[Dataset excerpt]
▶

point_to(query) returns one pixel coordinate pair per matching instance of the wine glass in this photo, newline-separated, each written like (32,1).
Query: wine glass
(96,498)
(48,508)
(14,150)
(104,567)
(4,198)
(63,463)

◀

▶ _The request_: Copy the listing above line for line, without changing anything.

▶ _Result for this task_:
point_to(query) returns one pixel coordinate pair per matching instance of the wine glass in this photo, newline-separated, each written like (32,1).
Query: wine glass
(96,498)
(48,508)
(14,150)
(104,567)
(4,198)
(63,463)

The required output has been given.